--- Start ---

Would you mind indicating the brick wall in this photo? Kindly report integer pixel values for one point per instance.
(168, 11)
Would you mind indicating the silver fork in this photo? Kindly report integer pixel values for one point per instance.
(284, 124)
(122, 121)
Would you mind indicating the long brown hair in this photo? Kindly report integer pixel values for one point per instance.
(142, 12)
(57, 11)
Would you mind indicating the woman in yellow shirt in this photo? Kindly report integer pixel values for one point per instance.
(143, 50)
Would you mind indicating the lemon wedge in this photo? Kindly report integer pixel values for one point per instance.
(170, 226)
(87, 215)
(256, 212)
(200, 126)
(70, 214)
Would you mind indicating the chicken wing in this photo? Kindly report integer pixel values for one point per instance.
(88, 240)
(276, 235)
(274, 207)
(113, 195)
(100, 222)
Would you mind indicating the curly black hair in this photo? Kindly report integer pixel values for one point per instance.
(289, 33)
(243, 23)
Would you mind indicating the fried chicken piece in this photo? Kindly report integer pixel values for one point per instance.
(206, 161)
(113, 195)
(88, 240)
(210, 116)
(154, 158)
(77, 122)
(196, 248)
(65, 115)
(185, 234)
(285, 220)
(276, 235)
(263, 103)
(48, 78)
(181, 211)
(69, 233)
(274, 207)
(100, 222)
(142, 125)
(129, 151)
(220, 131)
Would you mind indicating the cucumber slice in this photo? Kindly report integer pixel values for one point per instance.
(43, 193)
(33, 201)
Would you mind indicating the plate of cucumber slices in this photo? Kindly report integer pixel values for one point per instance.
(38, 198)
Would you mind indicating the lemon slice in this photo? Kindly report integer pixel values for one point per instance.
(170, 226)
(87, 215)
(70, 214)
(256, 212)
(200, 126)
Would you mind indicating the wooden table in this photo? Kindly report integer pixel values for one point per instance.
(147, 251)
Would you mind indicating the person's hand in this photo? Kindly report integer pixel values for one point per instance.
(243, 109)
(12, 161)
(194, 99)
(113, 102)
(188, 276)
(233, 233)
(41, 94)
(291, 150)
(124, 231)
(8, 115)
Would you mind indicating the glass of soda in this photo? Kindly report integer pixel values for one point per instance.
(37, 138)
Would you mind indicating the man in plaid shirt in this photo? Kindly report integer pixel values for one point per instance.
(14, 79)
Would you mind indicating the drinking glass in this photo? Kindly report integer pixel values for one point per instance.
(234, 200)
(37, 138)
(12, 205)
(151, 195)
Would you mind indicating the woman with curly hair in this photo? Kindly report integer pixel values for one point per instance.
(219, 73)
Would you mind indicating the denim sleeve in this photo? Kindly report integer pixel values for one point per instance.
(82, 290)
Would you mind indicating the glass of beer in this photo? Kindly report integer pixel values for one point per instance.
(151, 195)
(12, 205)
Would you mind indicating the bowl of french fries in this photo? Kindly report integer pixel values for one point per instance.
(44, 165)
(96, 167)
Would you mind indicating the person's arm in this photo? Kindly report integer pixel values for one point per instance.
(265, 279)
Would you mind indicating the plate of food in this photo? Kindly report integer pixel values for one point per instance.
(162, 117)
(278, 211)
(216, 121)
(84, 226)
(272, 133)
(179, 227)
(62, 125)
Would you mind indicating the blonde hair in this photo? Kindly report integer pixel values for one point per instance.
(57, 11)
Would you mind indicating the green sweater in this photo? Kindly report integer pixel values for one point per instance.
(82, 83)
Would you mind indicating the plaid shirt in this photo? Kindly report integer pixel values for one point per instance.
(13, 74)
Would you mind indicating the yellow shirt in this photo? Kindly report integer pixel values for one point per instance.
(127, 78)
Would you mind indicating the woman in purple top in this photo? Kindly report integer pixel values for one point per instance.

--- End ---

**To do**. Return all of the entries word for word.

**The solution**.
Would you mind indicating the brick wall in this photo? Kindly report integer pixel values for one point per instance.
(168, 11)
Would you mind indicating the silver fork in this photo? Kindly report integer pixel values for one point per instance.
(284, 124)
(122, 121)
Would you mind indicating the long brown hair in this photo? Kindly report integer pixel values for one point per instance.
(142, 12)
(57, 11)
Would you mind indicating the woman in yellow shirt in this photo? Kindly report integer pixel values for one point per instance.
(143, 50)
Would you mind indicating the lemon wedge in this photo? Kindly report integer pixel values for one point per instance.
(170, 226)
(87, 215)
(256, 212)
(200, 126)
(70, 214)
Would you mind indicating the chicken wing in this photo? Kindly report integer pixel values for one point per instance.
(88, 240)
(276, 235)
(274, 207)
(113, 195)
(100, 222)
Would you mind indicating the curly black hair in this photo? Kindly report integer pixel values for one point per instance.
(289, 33)
(243, 23)
Would you mind indicating the fried chicken piece in this photo? Kindly report integer pixel values for one point per instance.
(206, 161)
(113, 195)
(88, 240)
(210, 116)
(154, 158)
(77, 122)
(196, 248)
(65, 115)
(185, 234)
(285, 220)
(276, 235)
(263, 103)
(48, 78)
(181, 211)
(69, 233)
(274, 207)
(100, 222)
(142, 125)
(129, 151)
(220, 131)
Would you mind indicating the cucumber slice in this photo? Kindly report integer pixel values for one point per instance.
(43, 193)
(33, 201)
Would you mind indicating the plate of cucumber slices in this photo? Kindly report integer pixel values for one point per instance.
(38, 198)
Would you mind indicating the lemon slice in this photo? Kindly report integer pixel values for one point per instance.
(170, 226)
(87, 215)
(70, 214)
(256, 212)
(200, 126)
Would you mind indicating the wooden table in this photo? Kindly report integer pixel values for one point per instance.
(147, 251)
Would you mind indicating the person's hand in this photo? Kindly report integer pixel values for one point per instance.
(243, 109)
(12, 161)
(194, 99)
(113, 102)
(188, 276)
(233, 233)
(41, 94)
(291, 150)
(124, 231)
(8, 115)
Would you mind indicating the glass of soda in this photo? Kindly report integer pixel values for one point per instance.
(37, 138)
Would you mind indicating the man in plaid shirt in this photo? Kindly report integer pixel values for one point per instance.
(14, 79)
Would you mind indicating the drinking glass in this photo? Kindly report integer pixel values for one point per instance.
(234, 200)
(37, 138)
(12, 205)
(151, 195)
Would you mind indicating the woman with curly hair in this photo? Kindly report integer pixel values for one point per instance.
(219, 73)
Would you mind indicating the denim sleeve in this photo? Kindly report integer pixel values for one point per instance.
(82, 290)
Would you mind indicating the glass of beer in this photo? Kindly report integer pixel values for one point per instance.
(151, 195)
(12, 205)
Would you mind indicating the bowl of french fries in this photo? Kindly report integer pixel values for one point per instance.
(44, 165)
(96, 167)
Would you mind indicating the person's arm in this photo? Kindly report integer pixel values for one point per instance.
(265, 279)
Would you mind indicating the plate of food in this photo? Kindly report integer pixel values for one point per instance.
(162, 117)
(278, 211)
(216, 121)
(84, 226)
(272, 133)
(179, 227)
(62, 125)
Would you mind indicating the blonde hair in this photo? Kindly report integer pixel values for one point per instance.
(57, 11)
Would you mind indicating the green sweater in this photo? Kindly report integer pixel values for one point per instance.
(82, 83)
Would you mind indicating the plaid shirt in this photo? Kindly report integer pixel values for one point per instance.
(13, 74)
Would you mind indicating the yellow shirt in this photo? Kindly report integer pixel values for one point per instance.
(127, 78)
Would you mind indicating the woman in purple top in this photo? Kindly report integer pixel values for one point per instance.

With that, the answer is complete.